───── Task material
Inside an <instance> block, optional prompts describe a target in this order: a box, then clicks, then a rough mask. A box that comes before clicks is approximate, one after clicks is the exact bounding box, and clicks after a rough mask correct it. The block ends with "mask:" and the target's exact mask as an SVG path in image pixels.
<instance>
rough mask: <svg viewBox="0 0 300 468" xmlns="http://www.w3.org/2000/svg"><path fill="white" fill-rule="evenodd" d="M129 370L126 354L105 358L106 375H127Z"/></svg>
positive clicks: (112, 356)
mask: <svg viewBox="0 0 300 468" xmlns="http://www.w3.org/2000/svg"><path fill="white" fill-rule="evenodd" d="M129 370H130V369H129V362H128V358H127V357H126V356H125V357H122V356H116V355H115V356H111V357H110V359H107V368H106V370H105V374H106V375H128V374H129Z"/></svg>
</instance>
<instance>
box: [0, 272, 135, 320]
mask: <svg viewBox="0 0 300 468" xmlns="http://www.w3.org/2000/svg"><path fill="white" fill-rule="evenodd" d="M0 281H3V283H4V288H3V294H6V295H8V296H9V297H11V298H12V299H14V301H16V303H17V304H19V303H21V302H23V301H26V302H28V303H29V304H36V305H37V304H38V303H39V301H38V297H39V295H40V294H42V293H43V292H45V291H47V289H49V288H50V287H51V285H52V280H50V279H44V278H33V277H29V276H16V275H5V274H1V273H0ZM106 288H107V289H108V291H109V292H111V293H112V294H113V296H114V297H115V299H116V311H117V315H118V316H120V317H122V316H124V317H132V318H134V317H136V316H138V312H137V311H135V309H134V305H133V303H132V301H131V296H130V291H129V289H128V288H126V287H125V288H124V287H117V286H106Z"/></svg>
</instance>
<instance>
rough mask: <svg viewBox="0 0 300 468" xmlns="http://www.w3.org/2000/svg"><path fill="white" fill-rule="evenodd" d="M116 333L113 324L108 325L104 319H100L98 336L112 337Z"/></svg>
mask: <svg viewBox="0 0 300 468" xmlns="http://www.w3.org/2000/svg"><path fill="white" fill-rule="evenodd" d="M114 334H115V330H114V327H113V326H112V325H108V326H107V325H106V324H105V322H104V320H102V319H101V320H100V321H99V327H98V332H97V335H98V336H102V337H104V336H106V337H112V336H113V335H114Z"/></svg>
──────────
Edit the data above so that every instance of "positive clicks" becomes "foreground clicks", and keep everything else the same.

Exercise solution -
Inside an <instance> block, optional prompts describe a target in this order: a box, then clicks, then a rough mask. A box that comes before clicks is approximate, one after clicks is the exact bounding box, and clicks after a rough mask correct it. The block ends with "mask:" and the target's exact mask as an SVG path in image pixels.
<instance>
rough mask: <svg viewBox="0 0 300 468" xmlns="http://www.w3.org/2000/svg"><path fill="white" fill-rule="evenodd" d="M129 370L126 354L105 358L106 375H127Z"/></svg>
foreground clicks: (112, 356)
mask: <svg viewBox="0 0 300 468" xmlns="http://www.w3.org/2000/svg"><path fill="white" fill-rule="evenodd" d="M129 370H130V369H129V362H128V358H127V357H126V356H125V357H122V356H116V355H115V356H111V357H110V359H107V368H106V370H105V374H106V375H128V374H129Z"/></svg>
</instance>
<instance>
box: [0, 272, 135, 320]
mask: <svg viewBox="0 0 300 468" xmlns="http://www.w3.org/2000/svg"><path fill="white" fill-rule="evenodd" d="M0 281H3V283H4V288H3V294H6V295H8V296H9V297H11V298H12V299H14V301H16V303H17V304H19V303H21V302H23V301H26V302H28V303H29V304H36V305H37V304H38V303H39V301H38V297H39V295H40V294H42V293H43V292H45V291H47V289H49V288H50V287H51V285H52V280H50V279H44V278H33V277H29V276H16V275H5V274H1V273H0ZM106 288H107V289H108V291H109V292H111V293H112V294H113V296H114V297H115V299H116V311H117V315H118V316H120V317H122V316H124V317H132V318H134V317H136V316H138V312H137V311H135V309H134V305H133V303H132V301H131V296H130V291H129V289H128V288H126V287H125V288H124V287H117V286H106Z"/></svg>
</instance>
<instance>
rough mask: <svg viewBox="0 0 300 468" xmlns="http://www.w3.org/2000/svg"><path fill="white" fill-rule="evenodd" d="M116 333L113 324L108 325L104 319H100L98 336L112 337Z"/></svg>
mask: <svg viewBox="0 0 300 468" xmlns="http://www.w3.org/2000/svg"><path fill="white" fill-rule="evenodd" d="M114 334H115V330H114V327H113V326H112V325H108V326H107V325H106V324H105V322H104V320H102V319H101V320H100V321H99V327H98V332H97V335H98V336H102V337H104V336H106V337H112V336H113V335H114Z"/></svg>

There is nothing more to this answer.